* [Elenco dei compiti]
1. Ricopia parola per parola la parte del brano sui rifugiati sudafricani che parte da "Lo strano caso" e arriva fino a "cruciale dei BRICS.".
2. Traduci in inglese questa frase del brano sui rifugiati sudafricani: "Gli Stati Uniti hanno deciso di offrire lo status di rifugiato e quindi asilo politico ai sudafricani, ma solo bianchi e di lingua afrikaner, ovvero i discendenti dei coloni olandesi e francesi."
3. Prosegui il brano sui rifugiati sudafricani dal punto in cui si ferma.

* [Brano scelto]
Lo strano caso dei rifugiati sudafricani

La scelta d’intervenire a favore di una minoranza bianca è parte della narrativa MAGA della razza sotto assedio e della sostituzione etnica. Ma è anche un piano d’attacco volto a indebolire la reputazione e quindi il ruolo del Sudafrica come leader continentale e membro cruciale dei BRICS.

Il presidente Donald Trump è buono, aiuta gli immigrati e non li espelle in catene. Rispetta il diritto internazionale e dà asilo a coloro che cercano rifugio, ai perseguitati e ai dannati. In linea con il messaggio pastorale di Leone XIV, costruisce ponti e non muri; apre larghe le braccia americane a coloro che fuggono la persecuzione. I rifugiati, i poveri, i perseguitati hanno un posto dove riparare. Sì, purché essi siano bianchi ovvero chiari di carnagione.

L’asilo ai rifugiati afrikaner

Gli Stati Uniti hanno deciso di offrire lo status di rifugiato e quindi asilo politico ai sudafricani, ma solo bianchi e di lingua afrikaner, ovvero i discendenti dei coloni olandesi e francesi. La decisione è stata presa con un ordine esecutivo firmato dal presidente Trump nel febbraio 2025 e diretto agli afrikaner vittime o a rischio di “discriminazione razziale patrocinata dal governo” sudafricano. L’ordine fa riferimento alle politiche di riforma agraria che prevedono l’espropriazione di terreni anche senza compenso. Per gli USA, i bianchi sudafricani corrono un serio rischio di persecuzione etnica e questo ha giustificato il processo accelerato rispetto alle normali procedure, che solitamente richiedono anni.

Dati salvati
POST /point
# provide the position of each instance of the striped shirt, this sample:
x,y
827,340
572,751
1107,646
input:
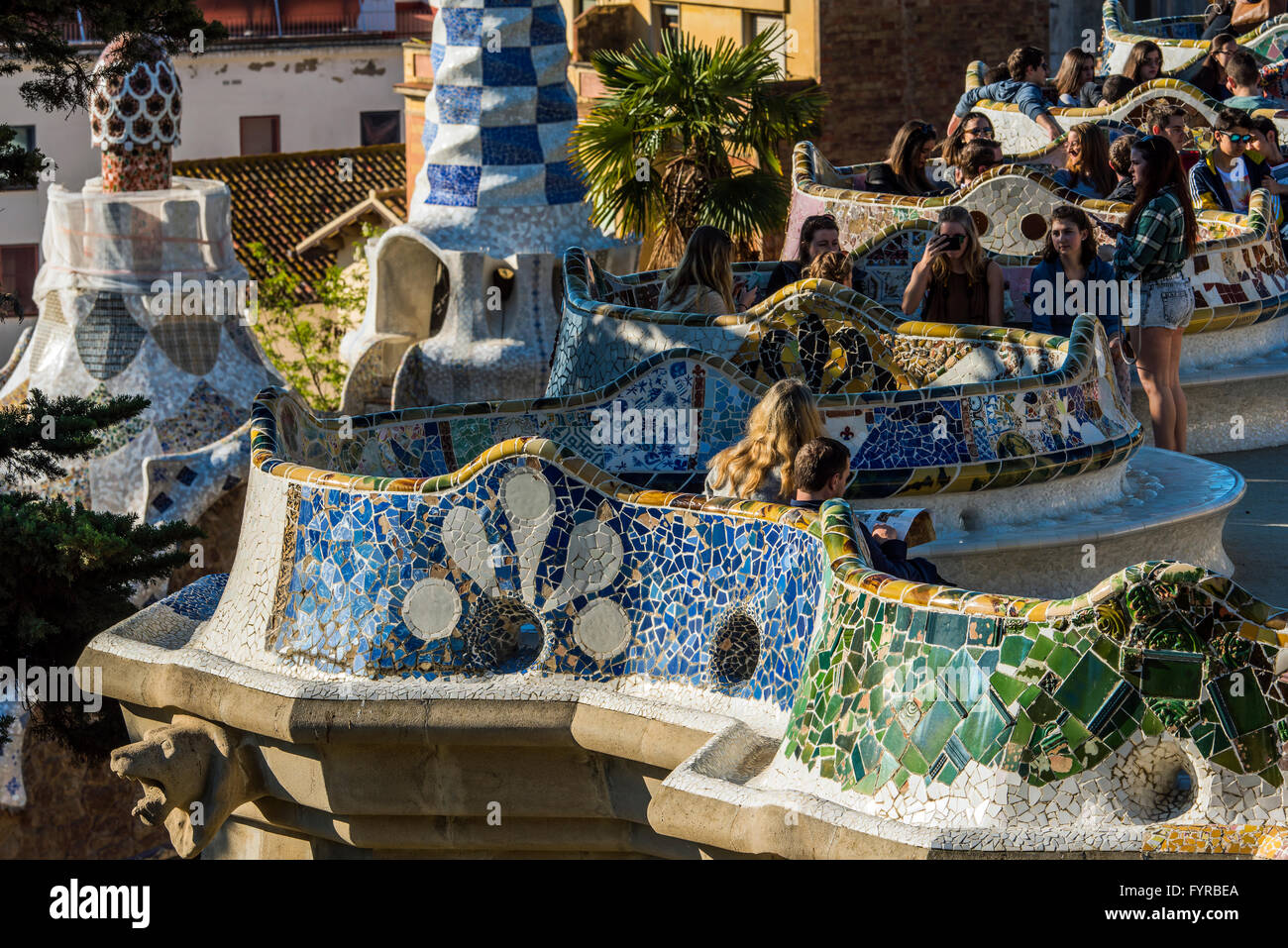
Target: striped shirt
x,y
1155,249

* [Risultati]
1.
Lo strano caso dei rifugiati sudafricani

La scelta d’intervenire a favore di una minoranza bianca è parte della narrativa MAGA della razza sotto assedio e della sostituzione etnica. Ma è anche un piano d’attacco volto a indebolire la reputazione e quindi il ruolo del Sudafrica come leader continentale e membro cruciale dei BRICS.

2. The United States has decided to offer refugee status, and therefore political asylum, to South Africans, but only to white, Afrikaans-speaking ones, that is, the descendants of Dutch and French settlers.

3.
Il primo gruppo di rifugiati afrikaner, composto da 49 persone, è arrivato da Johannesburg all’aeroporto di Dulles, in Virginia, il 12 maggio 2025, su un volo charter pagato dal governo americano. Dalle foto sembrano una Famiglia Addams allargata accolta da una cerimonia altrettanto macabra, ma ufficiale, alla quale hanno partecipato alti funzionari del Dipartimento di Stato e della Homeland Security, tra cui il vicesegretario Christopher Landau. Tammy Bruce, portavoce del Dipartimento di Stato, ha rilasciato una dichiarazione in cui definiva l’operazione un “enorme successo”, affermando che gli Stati Uniti stavano inviando un “messaggio chiaro” di sostegno alle vittime di discriminazione razziale, in linea con la politica estera “America First”.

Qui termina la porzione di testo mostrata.